PROBLEM DETAILS: All lines from the one with "Find every instance of the rough" to the end need to be copied exactly, with nothing before them.

[start]

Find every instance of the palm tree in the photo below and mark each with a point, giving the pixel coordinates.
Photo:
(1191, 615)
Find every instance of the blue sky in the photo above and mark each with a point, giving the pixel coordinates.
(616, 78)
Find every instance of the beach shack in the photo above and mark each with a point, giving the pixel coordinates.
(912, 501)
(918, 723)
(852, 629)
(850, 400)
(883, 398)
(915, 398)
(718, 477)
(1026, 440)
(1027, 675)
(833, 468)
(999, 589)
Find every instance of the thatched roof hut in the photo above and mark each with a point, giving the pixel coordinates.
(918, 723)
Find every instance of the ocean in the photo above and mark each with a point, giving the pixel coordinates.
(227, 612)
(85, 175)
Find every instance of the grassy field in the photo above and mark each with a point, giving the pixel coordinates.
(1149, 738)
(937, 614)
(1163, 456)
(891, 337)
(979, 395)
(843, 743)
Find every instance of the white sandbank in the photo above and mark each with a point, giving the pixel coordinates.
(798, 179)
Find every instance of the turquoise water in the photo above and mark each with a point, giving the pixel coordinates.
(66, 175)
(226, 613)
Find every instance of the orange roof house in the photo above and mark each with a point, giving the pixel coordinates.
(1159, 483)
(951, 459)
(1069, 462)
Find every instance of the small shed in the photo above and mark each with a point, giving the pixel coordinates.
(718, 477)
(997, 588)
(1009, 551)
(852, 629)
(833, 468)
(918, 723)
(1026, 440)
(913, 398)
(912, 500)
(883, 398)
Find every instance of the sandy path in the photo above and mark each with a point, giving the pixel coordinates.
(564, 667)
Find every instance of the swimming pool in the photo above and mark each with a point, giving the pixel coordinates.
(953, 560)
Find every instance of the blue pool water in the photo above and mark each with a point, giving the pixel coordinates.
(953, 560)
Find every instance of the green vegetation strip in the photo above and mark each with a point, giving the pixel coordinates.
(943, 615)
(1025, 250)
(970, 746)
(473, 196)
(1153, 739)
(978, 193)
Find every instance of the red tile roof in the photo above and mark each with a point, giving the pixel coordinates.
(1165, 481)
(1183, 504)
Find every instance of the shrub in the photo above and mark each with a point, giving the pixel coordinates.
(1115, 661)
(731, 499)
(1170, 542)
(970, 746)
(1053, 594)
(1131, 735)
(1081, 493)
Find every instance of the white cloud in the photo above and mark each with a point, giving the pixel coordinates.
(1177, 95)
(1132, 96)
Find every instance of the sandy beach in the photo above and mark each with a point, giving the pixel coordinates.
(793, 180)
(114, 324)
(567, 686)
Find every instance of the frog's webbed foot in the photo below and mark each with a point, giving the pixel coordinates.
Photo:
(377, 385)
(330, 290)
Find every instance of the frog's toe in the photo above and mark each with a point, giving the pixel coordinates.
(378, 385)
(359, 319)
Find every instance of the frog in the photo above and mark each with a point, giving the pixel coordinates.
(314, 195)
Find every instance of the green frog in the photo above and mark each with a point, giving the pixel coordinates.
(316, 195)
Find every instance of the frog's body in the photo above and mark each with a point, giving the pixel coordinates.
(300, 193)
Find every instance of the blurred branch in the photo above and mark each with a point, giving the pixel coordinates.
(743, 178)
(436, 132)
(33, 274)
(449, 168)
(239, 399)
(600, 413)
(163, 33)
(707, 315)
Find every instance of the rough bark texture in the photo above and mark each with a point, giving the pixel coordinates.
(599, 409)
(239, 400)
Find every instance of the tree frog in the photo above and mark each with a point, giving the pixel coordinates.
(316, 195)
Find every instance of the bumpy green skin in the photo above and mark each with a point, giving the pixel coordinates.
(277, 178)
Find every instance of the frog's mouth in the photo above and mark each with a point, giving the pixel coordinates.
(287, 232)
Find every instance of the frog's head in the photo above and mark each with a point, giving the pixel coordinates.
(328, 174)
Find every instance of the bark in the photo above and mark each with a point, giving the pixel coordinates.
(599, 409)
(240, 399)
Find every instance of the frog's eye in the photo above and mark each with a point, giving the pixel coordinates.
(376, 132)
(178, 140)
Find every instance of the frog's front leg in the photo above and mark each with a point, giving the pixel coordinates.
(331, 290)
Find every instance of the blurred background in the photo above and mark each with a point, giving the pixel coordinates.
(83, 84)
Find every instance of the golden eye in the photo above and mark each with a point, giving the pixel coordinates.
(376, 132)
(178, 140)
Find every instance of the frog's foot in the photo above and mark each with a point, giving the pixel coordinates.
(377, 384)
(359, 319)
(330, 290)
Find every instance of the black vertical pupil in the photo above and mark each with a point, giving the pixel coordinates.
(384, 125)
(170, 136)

[end]

REPLY:
Find every instance of the rough bark texture in the photo above and mark each with a point, giving the pixel coordinates.
(599, 409)
(239, 400)
Find every instance of the tree frog in the photo above and mark each with a point, giving the pixel coordinates.
(316, 195)
Find every instance of the bumpy green skin in the photo above and mark each with a point, giving the pixel coordinates.
(277, 178)
Find every instance of the frog's mouth in the photo above and mark each with a point, giving the pixel coordinates.
(287, 232)
Find every instance of the frog's head in the photo above and mark each with a point, giving the pixel coordinates.
(328, 174)
Find every instance of the bark in the photo above and mark each with a point, giving the pixel coordinates.
(599, 409)
(240, 399)
Find every instance of the frog's eye in the photo above and mark each with a point, giving the pixel coordinates.
(376, 132)
(178, 140)
Find every instance of the frog's front leg in the photo above and mark each with a point, giving the pixel coordinates.
(331, 290)
Find every instance of the blurred background in the photo above and mark each with a point, giving the pixel coordinates.
(83, 84)
Find every instance of the golden eye in the photo above and mark each with a point, giving the pixel coordinates.
(376, 132)
(178, 140)
Find every instance of the frog's foot in the photo above and mark each with a point, giving the pixel coordinates.
(377, 384)
(359, 319)
(330, 290)
Find every instance of the black vertical pupil in the photo above and mark each with a point, giving the pixel coordinates.
(384, 125)
(170, 136)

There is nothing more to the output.